**Document segment:**
--- --- ---
But I don't really need an R2, as I already have a Kai RQ for throw & runtime, and I don't want 1-mode anyway. Have you heard about the Kai drop-ins? I'm looking at the 504B R5 for $18, and right now it's looking like the best choice.


----------



## rekd0514 (Jul 28, 2010)

I haven't seen anything about them from KD as most order from DX. It seems they are usually a little cheaper. I guess you will have to be the guinea pig and test it out for us. I don't like the strobe and SOS, but if the R5 works it is a pretty good deal.


----------



## Deadshot11 (Jul 28, 2010)

You could combine a drop that has a strobe mode with one of those Solarforce lantern heads and have a party in your tent!


----------



## randomlugia (Jul 28, 2010)

rekd0514 said:


> I haven't seen anything about them from KD as most order from DX. It seems they are usually a little cheaper. I guess you will have to be the guinea pig and test it out for us. I don't like the strobe and SOS, but if the R5 works it is a pretty good deal.



I would rather have 5 modes than one... I don't need to be carrying around more than one light, just to get a lower brightness when I need it. I'll report back when it arrives!




Deadshot11 said:


> You could combine a drop that has a strobe mode with one of those Solarforce lantern heads and have a party in your tent!



That's kind of what I'm doing, the 5-mode with the lantern head.


----------



## Trancersteve (Jul 28, 2010)

I have a Solarforce L2r body and R2 drop in, it is great and I have ordered another but I gotta say those Solarforce lantern heads are bloody over priced for what they are. Solarforce normally is a decent budget brand but in this instance they are taking the mick. The lantern head costs more than the body or R2 drop in! - No thanks.
--- --- ---
**Record set:**
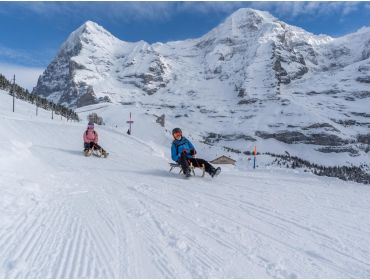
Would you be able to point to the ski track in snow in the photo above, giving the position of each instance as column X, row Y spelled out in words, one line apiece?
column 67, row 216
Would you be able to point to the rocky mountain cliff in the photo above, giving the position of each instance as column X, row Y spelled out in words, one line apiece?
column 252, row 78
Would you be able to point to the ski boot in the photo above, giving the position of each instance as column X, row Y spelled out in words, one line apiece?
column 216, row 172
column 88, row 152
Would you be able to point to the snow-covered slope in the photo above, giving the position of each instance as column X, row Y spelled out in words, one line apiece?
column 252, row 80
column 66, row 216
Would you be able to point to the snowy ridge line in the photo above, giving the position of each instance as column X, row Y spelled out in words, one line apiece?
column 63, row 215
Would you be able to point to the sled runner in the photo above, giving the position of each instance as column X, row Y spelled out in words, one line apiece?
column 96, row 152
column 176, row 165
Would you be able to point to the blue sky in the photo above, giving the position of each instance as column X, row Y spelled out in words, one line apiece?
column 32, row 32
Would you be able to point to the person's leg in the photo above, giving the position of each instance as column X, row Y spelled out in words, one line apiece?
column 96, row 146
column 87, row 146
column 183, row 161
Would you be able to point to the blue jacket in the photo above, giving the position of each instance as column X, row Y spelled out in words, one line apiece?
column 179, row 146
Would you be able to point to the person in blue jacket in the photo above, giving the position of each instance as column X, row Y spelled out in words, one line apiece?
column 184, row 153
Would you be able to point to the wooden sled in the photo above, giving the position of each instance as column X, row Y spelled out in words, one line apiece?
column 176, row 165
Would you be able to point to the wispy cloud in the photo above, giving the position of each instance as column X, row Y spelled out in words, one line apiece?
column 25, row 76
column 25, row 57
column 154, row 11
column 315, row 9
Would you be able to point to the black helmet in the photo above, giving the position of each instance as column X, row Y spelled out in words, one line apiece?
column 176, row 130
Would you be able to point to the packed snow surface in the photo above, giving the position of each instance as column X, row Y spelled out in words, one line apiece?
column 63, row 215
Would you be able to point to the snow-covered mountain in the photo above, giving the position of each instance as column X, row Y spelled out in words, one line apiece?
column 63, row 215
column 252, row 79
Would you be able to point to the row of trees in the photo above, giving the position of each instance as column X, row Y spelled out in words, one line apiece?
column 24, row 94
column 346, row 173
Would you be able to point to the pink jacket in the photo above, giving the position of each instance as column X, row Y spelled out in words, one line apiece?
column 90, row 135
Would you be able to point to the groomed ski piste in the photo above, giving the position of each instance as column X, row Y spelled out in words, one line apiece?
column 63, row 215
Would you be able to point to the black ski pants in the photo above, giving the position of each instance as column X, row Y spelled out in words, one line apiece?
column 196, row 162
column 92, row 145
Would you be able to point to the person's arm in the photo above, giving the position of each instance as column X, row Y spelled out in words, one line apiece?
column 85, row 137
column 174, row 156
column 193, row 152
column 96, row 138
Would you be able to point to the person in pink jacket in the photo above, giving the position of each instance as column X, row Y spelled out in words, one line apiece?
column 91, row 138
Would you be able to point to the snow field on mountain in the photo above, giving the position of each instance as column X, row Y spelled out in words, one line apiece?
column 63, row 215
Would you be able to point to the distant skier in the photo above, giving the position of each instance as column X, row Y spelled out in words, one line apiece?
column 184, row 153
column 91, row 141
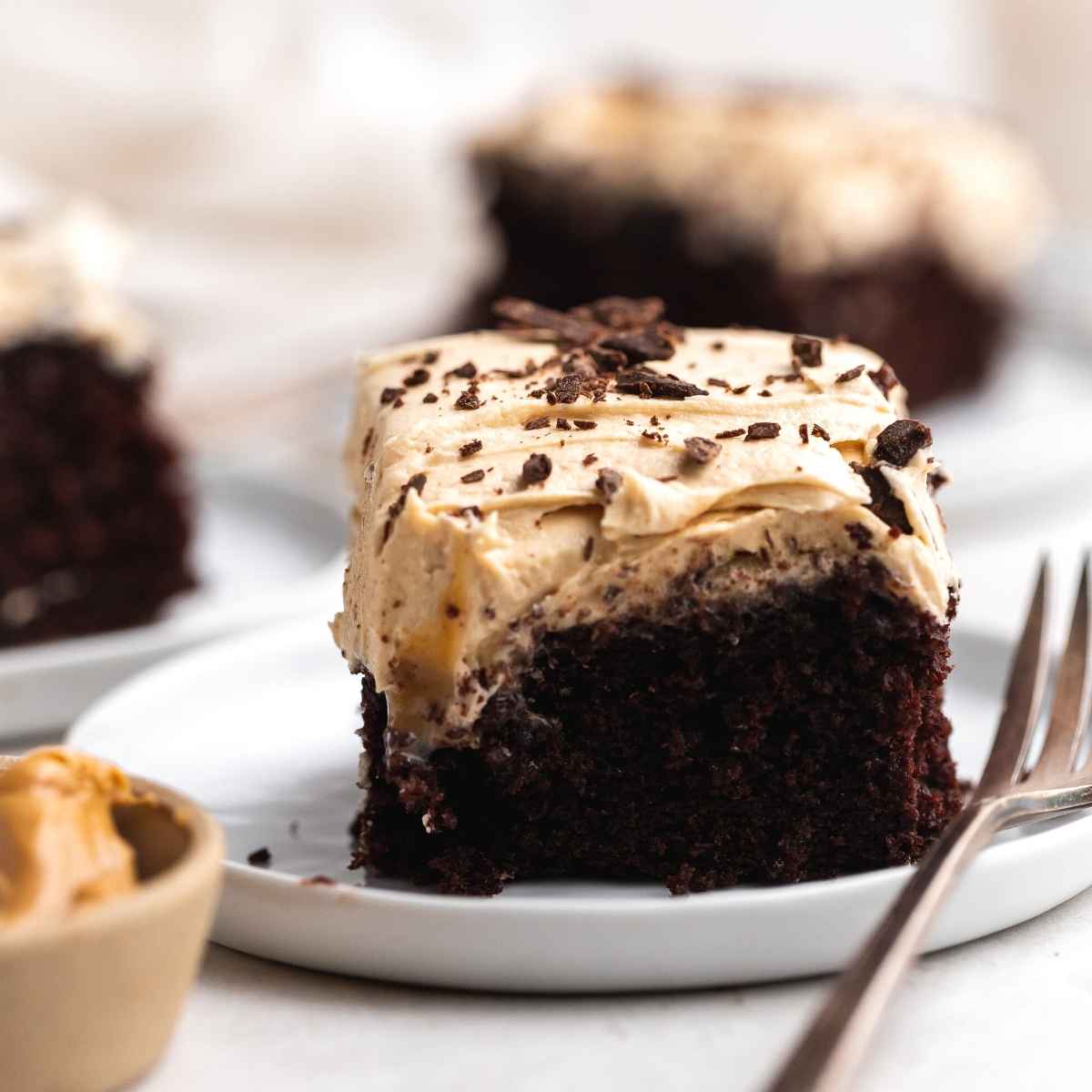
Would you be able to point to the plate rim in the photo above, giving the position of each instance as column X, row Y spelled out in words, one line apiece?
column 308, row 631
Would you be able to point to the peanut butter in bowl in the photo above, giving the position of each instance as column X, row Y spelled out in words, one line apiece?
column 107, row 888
--- --- ---
**Task instructions:**
1 - According to the flashlight thread, which Solarforce part costs more than the body or the R2 drop-in?
2 - Write out the flashlight thread word for word, everything from "## randomlugia (Jul" down to "when it arrives!".

**Complete answers:**
1 - The Solarforce lantern head.

2 -
## randomlugia (Jul 28, 2010)

rekd0514 said:


> I haven't seen anything about them from KD as most order from DX. It seems they are usually a little cheaper. I guess you will have to be the guinea pig and test it out for us. I don't like the strobe and SOS, but if the R5 works it is a pretty good deal.



I would rather have 5 modes than one... I don't need to be carrying around more than one light, just to get a lower brightness when I need it. I'll report back when it arrives!